(Stored data)
━━━━━━━━━━━━━━━━
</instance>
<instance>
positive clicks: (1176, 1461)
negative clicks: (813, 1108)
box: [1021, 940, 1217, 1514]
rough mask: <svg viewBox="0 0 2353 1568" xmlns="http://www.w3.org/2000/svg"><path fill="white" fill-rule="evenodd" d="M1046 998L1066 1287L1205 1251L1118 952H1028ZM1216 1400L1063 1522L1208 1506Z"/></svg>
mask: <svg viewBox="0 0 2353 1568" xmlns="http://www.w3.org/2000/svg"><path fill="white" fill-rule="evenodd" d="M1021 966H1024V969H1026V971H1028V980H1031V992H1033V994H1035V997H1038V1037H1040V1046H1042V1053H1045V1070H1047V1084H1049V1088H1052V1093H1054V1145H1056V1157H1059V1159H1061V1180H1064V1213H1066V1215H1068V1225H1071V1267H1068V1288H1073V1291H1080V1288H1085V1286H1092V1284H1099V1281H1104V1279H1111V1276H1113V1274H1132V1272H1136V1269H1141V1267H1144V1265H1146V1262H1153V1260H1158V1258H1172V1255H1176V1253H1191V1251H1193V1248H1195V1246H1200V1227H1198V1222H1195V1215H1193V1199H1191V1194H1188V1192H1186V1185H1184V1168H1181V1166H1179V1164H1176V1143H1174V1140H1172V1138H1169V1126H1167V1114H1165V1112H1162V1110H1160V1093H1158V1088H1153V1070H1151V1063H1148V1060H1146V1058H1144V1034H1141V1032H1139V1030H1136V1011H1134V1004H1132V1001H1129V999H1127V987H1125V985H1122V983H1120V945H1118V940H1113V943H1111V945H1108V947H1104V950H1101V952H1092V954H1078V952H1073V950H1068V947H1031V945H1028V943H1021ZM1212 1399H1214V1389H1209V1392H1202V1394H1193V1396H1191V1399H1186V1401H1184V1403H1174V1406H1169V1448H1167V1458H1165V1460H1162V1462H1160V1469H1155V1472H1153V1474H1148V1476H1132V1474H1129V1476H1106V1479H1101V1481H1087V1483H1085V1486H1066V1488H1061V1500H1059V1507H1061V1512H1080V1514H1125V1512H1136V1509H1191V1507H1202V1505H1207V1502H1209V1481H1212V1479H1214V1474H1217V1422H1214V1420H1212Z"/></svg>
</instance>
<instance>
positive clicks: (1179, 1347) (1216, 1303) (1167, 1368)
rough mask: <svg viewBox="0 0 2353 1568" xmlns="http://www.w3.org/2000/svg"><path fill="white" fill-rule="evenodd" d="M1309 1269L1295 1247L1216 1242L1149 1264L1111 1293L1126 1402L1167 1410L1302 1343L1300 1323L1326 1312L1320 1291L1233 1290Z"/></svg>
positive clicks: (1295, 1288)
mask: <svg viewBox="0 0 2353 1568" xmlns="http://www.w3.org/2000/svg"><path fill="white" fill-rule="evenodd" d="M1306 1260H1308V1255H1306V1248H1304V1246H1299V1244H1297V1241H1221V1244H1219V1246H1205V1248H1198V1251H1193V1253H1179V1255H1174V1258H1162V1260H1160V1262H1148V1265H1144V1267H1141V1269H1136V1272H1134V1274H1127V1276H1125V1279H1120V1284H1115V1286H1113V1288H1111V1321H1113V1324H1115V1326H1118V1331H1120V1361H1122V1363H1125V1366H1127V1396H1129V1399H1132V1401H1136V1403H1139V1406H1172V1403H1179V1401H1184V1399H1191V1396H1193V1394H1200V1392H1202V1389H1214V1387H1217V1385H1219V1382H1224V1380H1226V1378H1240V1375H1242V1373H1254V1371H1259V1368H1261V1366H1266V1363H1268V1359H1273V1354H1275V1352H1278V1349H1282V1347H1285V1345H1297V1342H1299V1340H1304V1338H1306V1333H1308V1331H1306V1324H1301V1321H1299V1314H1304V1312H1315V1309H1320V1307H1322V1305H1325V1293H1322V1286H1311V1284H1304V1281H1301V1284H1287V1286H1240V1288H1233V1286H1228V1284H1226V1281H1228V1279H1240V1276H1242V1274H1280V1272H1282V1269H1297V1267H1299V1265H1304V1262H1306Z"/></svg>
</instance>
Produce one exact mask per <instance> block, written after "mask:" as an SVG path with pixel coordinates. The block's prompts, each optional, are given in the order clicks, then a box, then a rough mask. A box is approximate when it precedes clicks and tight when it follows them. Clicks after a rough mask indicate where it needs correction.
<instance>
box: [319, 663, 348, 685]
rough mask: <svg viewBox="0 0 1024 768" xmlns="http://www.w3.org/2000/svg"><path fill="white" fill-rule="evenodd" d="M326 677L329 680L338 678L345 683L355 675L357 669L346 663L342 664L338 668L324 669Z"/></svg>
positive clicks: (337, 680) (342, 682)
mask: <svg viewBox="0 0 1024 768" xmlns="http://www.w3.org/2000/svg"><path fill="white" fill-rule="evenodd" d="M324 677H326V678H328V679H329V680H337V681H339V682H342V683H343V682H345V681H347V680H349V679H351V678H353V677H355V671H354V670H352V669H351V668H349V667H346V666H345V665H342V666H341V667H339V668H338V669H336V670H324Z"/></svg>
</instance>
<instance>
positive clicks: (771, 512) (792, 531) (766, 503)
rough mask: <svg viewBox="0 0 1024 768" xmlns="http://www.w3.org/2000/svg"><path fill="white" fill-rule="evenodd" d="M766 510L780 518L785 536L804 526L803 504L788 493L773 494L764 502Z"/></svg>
━━━━━━━━━━━━━━━━
PROBLEM DETAILS —
Copy all of the lines above without changing anything.

OUTPUT —
</instance>
<instance>
positive clicks: (1176, 1461)
negative clicks: (813, 1108)
box: [1021, 940, 1217, 1514]
rough mask: <svg viewBox="0 0 2353 1568" xmlns="http://www.w3.org/2000/svg"><path fill="white" fill-rule="evenodd" d="M1046 998L1066 1287L1205 1251L1118 952H1028ZM1216 1400L1063 1522L1208 1506Z"/></svg>
mask: <svg viewBox="0 0 2353 1568" xmlns="http://www.w3.org/2000/svg"><path fill="white" fill-rule="evenodd" d="M1021 966H1024V969H1026V971H1028V980H1031V992H1033V994H1035V997H1038V1037H1040V1046H1042V1053H1045V1070H1047V1084H1049V1088H1052V1093H1054V1145H1056V1157H1059V1159H1061V1180H1064V1213H1066V1215H1068V1225H1071V1267H1068V1288H1073V1291H1080V1288H1085V1286H1092V1284H1099V1281H1104V1279H1111V1276H1113V1274H1132V1272H1136V1269H1141V1267H1144V1265H1146V1262H1153V1260H1158V1258H1172V1255H1176V1253H1191V1251H1193V1248H1195V1246H1200V1227H1198V1222H1195V1215H1193V1199H1191V1194H1188V1192H1186V1185H1184V1168H1181V1166H1179V1164H1176V1143H1174V1140H1172V1138H1169V1126H1167V1114H1165V1112H1162V1110H1160V1093H1158V1088H1153V1070H1151V1063H1148V1060H1146V1058H1144V1034H1141V1032H1139V1030H1136V1011H1134V1004H1132V1001H1129V999H1127V987H1125V985H1122V983H1120V945H1118V940H1113V943H1111V945H1108V947H1104V950H1101V952H1092V954H1078V952H1073V950H1068V947H1031V945H1028V943H1021ZM1212 1399H1214V1389H1209V1392H1202V1394H1193V1396H1191V1399H1186V1401H1184V1403H1174V1406H1169V1448H1167V1458H1165V1460H1162V1462H1160V1469H1155V1472H1153V1474H1148V1476H1132V1474H1129V1476H1106V1479H1101V1481H1087V1483H1085V1486H1066V1488H1061V1500H1059V1507H1061V1512H1080V1514H1125V1512H1136V1509H1191V1507H1202V1505H1207V1502H1209V1481H1212V1479H1214V1474H1217V1422H1214V1420H1212Z"/></svg>
</instance>
<instance>
positive clicks: (1179, 1347) (1216, 1303) (1167, 1368)
rough mask: <svg viewBox="0 0 2353 1568" xmlns="http://www.w3.org/2000/svg"><path fill="white" fill-rule="evenodd" d="M1309 1269L1295 1247L1216 1242L1149 1264L1111 1293L1126 1402L1167 1410L1302 1343L1300 1323L1326 1312L1320 1291L1233 1290Z"/></svg>
positive clicks: (1295, 1288)
mask: <svg viewBox="0 0 2353 1568" xmlns="http://www.w3.org/2000/svg"><path fill="white" fill-rule="evenodd" d="M1306 1260H1308V1255H1306V1248H1304V1246H1299V1244H1297V1241H1221V1244H1219V1246H1205V1248H1198V1251H1193V1253H1179V1255H1174V1258H1162V1260H1160V1262H1148V1265H1144V1267H1141V1269H1136V1272H1134V1274H1127V1276H1125V1279H1120V1284H1115V1286H1113V1288H1111V1321H1113V1324H1115V1326H1118V1331H1120V1361H1122V1363H1125V1366H1127V1396H1129V1399H1132V1401H1136V1403H1139V1406H1172V1403H1179V1401H1184V1399H1191V1396H1193V1394H1200V1392H1202V1389H1214V1387H1217V1385H1219V1382H1224V1380H1226V1378H1240V1375H1242V1373H1254V1371H1259V1368H1261V1366H1266V1363H1268V1359H1273V1354H1275V1352H1278V1349H1282V1347H1285V1345H1297V1342H1299V1340H1304V1338H1306V1333H1308V1331H1306V1324H1301V1321H1299V1314H1304V1312H1315V1309H1320V1307H1322V1305H1325V1293H1322V1286H1311V1284H1304V1281H1301V1284H1287V1286H1240V1288H1233V1286H1228V1284H1226V1281H1228V1279H1240V1276H1242V1274H1280V1272H1282V1269H1297V1267H1299V1265H1304V1262H1306Z"/></svg>
</instance>
Produce one exact mask per <instance> block, written after "mask:" as an SVG path with pixel coordinates. The block's prompts, each optional, are given in the order clicks, then a box, then a rough mask. A box is approximate when it precedes clicks and tight when it follows them. Clicks after a rough mask indicate where it needs correction.
<instance>
box: [319, 663, 348, 685]
rough mask: <svg viewBox="0 0 1024 768" xmlns="http://www.w3.org/2000/svg"><path fill="white" fill-rule="evenodd" d="M326 677L329 680L338 678L345 683L355 675L357 669L346 663L342 664L338 668L324 669Z"/></svg>
positive clicks: (337, 680) (342, 682)
mask: <svg viewBox="0 0 1024 768" xmlns="http://www.w3.org/2000/svg"><path fill="white" fill-rule="evenodd" d="M324 677H326V678H328V679H329V680H337V681H339V682H342V683H343V682H345V681H347V680H349V679H351V678H353V677H355V671H354V670H352V669H351V668H349V667H346V666H345V665H342V666H341V667H339V668H338V669H336V670H324Z"/></svg>
</instance>
<instance>
positive clicks: (771, 512) (792, 531) (766, 503)
rough mask: <svg viewBox="0 0 1024 768" xmlns="http://www.w3.org/2000/svg"><path fill="white" fill-rule="evenodd" d="M766 510L780 518L785 536L804 526L803 504L788 493L773 494L764 502Z"/></svg>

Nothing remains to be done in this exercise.